# DATA LINES
● ● ● ● ●

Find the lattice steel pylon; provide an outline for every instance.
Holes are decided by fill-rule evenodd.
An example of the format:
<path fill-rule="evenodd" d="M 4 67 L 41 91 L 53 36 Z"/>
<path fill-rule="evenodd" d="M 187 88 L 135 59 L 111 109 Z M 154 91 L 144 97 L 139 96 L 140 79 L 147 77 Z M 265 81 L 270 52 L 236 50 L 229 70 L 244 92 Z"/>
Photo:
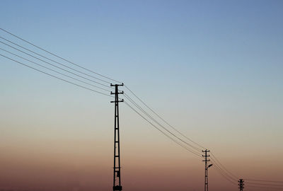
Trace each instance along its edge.
<path fill-rule="evenodd" d="M 119 131 L 119 103 L 123 102 L 124 100 L 119 100 L 119 94 L 124 93 L 123 91 L 119 92 L 118 86 L 124 86 L 122 84 L 112 84 L 115 86 L 115 122 L 114 122 L 114 175 L 113 175 L 113 190 L 122 190 L 121 185 L 121 163 L 120 163 L 120 131 Z"/>
<path fill-rule="evenodd" d="M 208 175 L 207 175 L 207 170 L 208 170 L 208 166 L 207 166 L 207 162 L 210 161 L 209 159 L 207 159 L 207 157 L 209 157 L 209 155 L 207 155 L 207 153 L 209 152 L 209 150 L 205 149 L 204 151 L 202 151 L 202 152 L 204 153 L 204 155 L 202 155 L 203 157 L 204 157 L 204 160 L 202 161 L 205 162 L 205 173 L 204 173 L 204 191 L 208 191 Z"/>

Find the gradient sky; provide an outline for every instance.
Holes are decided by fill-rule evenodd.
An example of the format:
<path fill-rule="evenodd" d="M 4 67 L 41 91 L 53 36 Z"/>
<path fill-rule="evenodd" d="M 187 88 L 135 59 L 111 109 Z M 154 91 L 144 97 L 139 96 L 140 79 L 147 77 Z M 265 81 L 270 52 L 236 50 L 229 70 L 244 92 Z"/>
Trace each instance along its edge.
<path fill-rule="evenodd" d="M 283 180 L 282 10 L 282 1 L 2 0 L 0 25 L 123 81 L 236 175 Z M 0 190 L 111 190 L 111 98 L 0 64 Z M 122 103 L 120 128 L 124 190 L 203 190 L 200 158 Z M 209 190 L 238 190 L 209 169 Z"/>

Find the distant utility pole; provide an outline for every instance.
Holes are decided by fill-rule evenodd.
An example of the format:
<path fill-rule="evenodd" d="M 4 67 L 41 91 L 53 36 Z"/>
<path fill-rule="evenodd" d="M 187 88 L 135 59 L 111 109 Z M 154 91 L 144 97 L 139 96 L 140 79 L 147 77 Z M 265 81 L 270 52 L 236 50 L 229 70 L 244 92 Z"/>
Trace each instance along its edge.
<path fill-rule="evenodd" d="M 115 86 L 115 91 L 111 94 L 115 94 L 115 122 L 114 122 L 114 176 L 113 176 L 113 190 L 122 190 L 121 186 L 121 166 L 120 160 L 120 132 L 119 132 L 119 102 L 123 102 L 124 100 L 119 100 L 119 94 L 124 93 L 123 91 L 119 92 L 118 86 L 124 86 L 122 84 L 112 84 Z"/>
<path fill-rule="evenodd" d="M 202 155 L 203 157 L 204 157 L 204 160 L 202 161 L 205 163 L 205 173 L 204 173 L 204 191 L 208 191 L 208 177 L 207 177 L 207 170 L 208 168 L 212 166 L 212 165 L 209 165 L 209 166 L 207 166 L 207 162 L 210 161 L 209 159 L 207 159 L 207 157 L 209 157 L 209 155 L 207 155 L 207 153 L 209 152 L 209 150 L 205 149 L 204 151 L 202 151 L 203 153 L 204 153 L 204 155 Z"/>
<path fill-rule="evenodd" d="M 240 191 L 243 191 L 243 190 L 245 188 L 245 187 L 243 187 L 243 185 L 245 185 L 245 184 L 243 183 L 243 182 L 245 182 L 245 181 L 243 181 L 243 179 L 240 179 L 239 180 L 238 180 L 238 182 L 239 183 L 238 183 L 238 185 L 239 185 L 239 187 L 238 187 L 238 188 L 240 188 Z"/>

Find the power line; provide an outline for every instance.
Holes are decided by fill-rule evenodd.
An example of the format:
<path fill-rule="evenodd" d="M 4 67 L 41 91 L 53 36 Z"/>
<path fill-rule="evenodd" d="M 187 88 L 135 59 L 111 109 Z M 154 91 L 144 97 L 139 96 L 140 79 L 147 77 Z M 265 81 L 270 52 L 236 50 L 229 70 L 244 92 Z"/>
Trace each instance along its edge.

● ● ● ● ●

# INSTRUCTION
Write these lines out again word for word, leaving out the pictures.

# SOLUTION FOR THIS TASK
Find the lattice steel pylon; provide an outline for every instance.
Holes are decided by fill-rule evenodd.
An example of the format:
<path fill-rule="evenodd" d="M 4 67 L 41 91 L 53 36 Z"/>
<path fill-rule="evenodd" d="M 187 88 L 135 59 L 111 109 Z M 154 91 L 144 97 L 139 96 L 140 79 L 147 77 Z M 265 81 L 270 52 L 236 50 L 229 70 L 244 92 Z"/>
Photo:
Trace each instance along its edge.
<path fill-rule="evenodd" d="M 119 131 L 119 103 L 123 102 L 124 100 L 119 100 L 119 94 L 124 93 L 123 91 L 119 92 L 118 86 L 124 86 L 122 84 L 112 84 L 115 86 L 115 122 L 114 122 L 114 175 L 113 175 L 113 190 L 122 190 L 121 185 L 121 163 L 120 163 L 120 131 Z"/>
<path fill-rule="evenodd" d="M 208 175 L 207 175 L 207 170 L 208 170 L 208 166 L 207 166 L 207 162 L 210 161 L 209 159 L 207 159 L 207 157 L 209 157 L 209 155 L 207 155 L 207 153 L 209 152 L 209 150 L 205 149 L 204 151 L 202 151 L 202 152 L 204 153 L 204 155 L 202 155 L 203 157 L 204 157 L 204 160 L 202 161 L 205 162 L 205 173 L 204 173 L 204 191 L 208 191 Z"/>

Find the gradient sky; provide an outline for every instance.
Holes are decided by fill-rule evenodd.
An example of the format:
<path fill-rule="evenodd" d="M 4 67 L 41 91 L 53 36 Z"/>
<path fill-rule="evenodd" d="M 187 88 L 135 59 L 111 109 Z M 154 91 L 144 97 L 139 96 L 140 79 L 147 77 Z M 265 81 L 270 52 L 236 50 L 229 70 L 244 92 Z"/>
Trace each instance along its edge.
<path fill-rule="evenodd" d="M 283 180 L 282 10 L 282 1 L 2 0 L 0 25 L 123 81 L 236 175 Z M 0 190 L 111 190 L 111 98 L 0 64 Z M 122 103 L 120 128 L 124 190 L 203 190 L 200 158 Z M 209 190 L 238 190 L 209 169 Z"/>

Find the distant utility pole; provide an outline for every instance.
Holes are decided by fill-rule evenodd.
An example of the format:
<path fill-rule="evenodd" d="M 4 67 L 41 91 L 53 36 Z"/>
<path fill-rule="evenodd" d="M 187 88 L 135 59 L 111 109 Z M 154 91 L 144 97 L 139 96 L 140 79 L 147 77 Z M 265 81 L 270 52 L 236 50 L 229 70 L 244 92 Z"/>
Trace each instance along its edge.
<path fill-rule="evenodd" d="M 115 86 L 115 91 L 111 94 L 115 94 L 115 122 L 114 122 L 114 176 L 113 176 L 113 190 L 122 190 L 121 186 L 121 166 L 120 160 L 120 132 L 119 132 L 119 102 L 123 102 L 124 100 L 119 100 L 119 94 L 124 93 L 123 91 L 119 92 L 118 86 L 124 86 L 122 84 L 112 84 Z"/>
<path fill-rule="evenodd" d="M 202 155 L 203 157 L 204 157 L 204 160 L 202 161 L 205 163 L 205 173 L 204 173 L 204 191 L 208 191 L 208 177 L 207 177 L 207 170 L 208 168 L 212 166 L 212 165 L 209 165 L 209 166 L 207 166 L 207 162 L 210 161 L 209 159 L 207 159 L 207 157 L 209 157 L 209 155 L 207 155 L 207 153 L 209 152 L 209 150 L 205 149 L 204 151 L 202 151 L 203 153 L 204 153 L 204 155 Z"/>
<path fill-rule="evenodd" d="M 240 191 L 243 191 L 243 190 L 245 188 L 245 187 L 243 187 L 243 185 L 245 185 L 245 184 L 243 183 L 243 182 L 245 182 L 245 181 L 243 181 L 243 179 L 240 179 L 239 180 L 238 180 L 238 182 L 239 183 L 238 183 L 238 185 L 239 185 L 239 187 L 238 187 L 238 188 L 240 188 Z"/>

Find the power line; provide an outline for every instance.
Holes are decided by fill-rule evenodd.
An example of the format:
<path fill-rule="evenodd" d="M 4 67 L 41 91 L 53 36 Z"/>
<path fill-rule="evenodd" d="M 187 88 L 135 59 L 111 109 Z M 154 91 L 144 97 L 139 96 L 140 79 L 147 77 Z M 265 81 L 270 52 L 236 50 L 229 70 L 244 92 Z"/>
Trace each instance along its edge.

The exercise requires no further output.